> [Enunciado]: Edite o texto sobre saneamento básico abaixo: reproduza tudo o que vai de "A Lei Federal" até "carente de inovação.", substituindo "década de 90" por "década de 1990".

Saneamento básico: recomeçar ou continuar? | Coluna Saneamento: Novo Marco Legal

5 de dezembro de 2022

 

Normalmente as mudanças de governantes e governos trazem esperanças, expectativas, preocupações e/ou apreensões. Atualmente e, talvez, como nunca – quem sabe movidas pela força das mídias sociais –, as histórias que misturam esperanças e apreensões numa mesma tênue linha a separar a prudência da precipitação, deixam sob riscos a possibilidade de se avançar em busca do melhor para a sociedade.

A Lei Federal nº 14.026/2020 – novo marco regulatório do saneamento – e seus decretos regulamentadores provocaram no setor de saneamento um abalo que não era visto desde a época do PLANASA. Mesmo no final da década de 90, quando se desejou incluir o setor nas privatizações, como se deu com os setores de telecomunicações e energia elétrica, ainda não foi então que o saneamento foi instado a, efetivamente, modificar o modelo das Companhias Estaduais de Saneamento, cuja vida útil já se encontrava visivelmente comprometida e carente de inovação.

Hoje, ouve-se com frequência histórias e comentários sobre o que o Governo Lula, recém-eleito, fará, faria o deveria fazer em relação ao setor. Salvo engano, nada foi oficialmente divulgado até o momento sobre a revogação de decretos, propostas de alterações radicais na lei ou a suspensão de estudos em andamento. Porém, nada mais natural que um novo Governo, seja qual for, estabelecer seu ritmo e modelo de gestão, notadamente ao se tratar de um processo cujo objetivo final pareceu ser extinguir as Companhias Estaduais, levando o setor privado a assumir o quase monopólio nacional daquelas Companhias.

Ora, desde 2020, nem tanto pelo novo marco mas também por ele, os municípios, as Companhias Estaduais e as empresas privadas – e acrescente-se a ANA a este grupo –, foram envolvidos num turbilhão de novas atividades, processos e mudanças institucionais que provocaram alterações de fato e abriram espaço para outras formas de inovação gerencial e cultura organizacional. Contratar e desenvolver estudos para encontrar novos caminhos à luz do novo marco, movimentou e movimenta a maioria desses atores envolvidos.

> [Dados armazenados]:
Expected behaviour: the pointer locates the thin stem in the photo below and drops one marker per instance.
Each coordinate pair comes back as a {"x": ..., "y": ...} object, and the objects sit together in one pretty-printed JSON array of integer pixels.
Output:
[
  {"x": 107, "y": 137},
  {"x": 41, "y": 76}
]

> [Resposta do exercício]:
A Lei Federal nº 14.026/2020 – novo marco regulatório do saneamento – e seus decretos regulamentadores provocaram no setor de saneamento um abalo que não era visto desde a época do PLANASA. Mesmo no final da década de 1990, quando se desejou incluir o setor nas privatizações, como se deu com os setores de telecomunicações e energia elétrica, ainda não foi então que o saneamento foi instado a, efetivamente, modificar o modelo das Companhias Estaduais de Saneamento, cuja vida útil já se encontrava visivelmente comprometida e carente de inovação.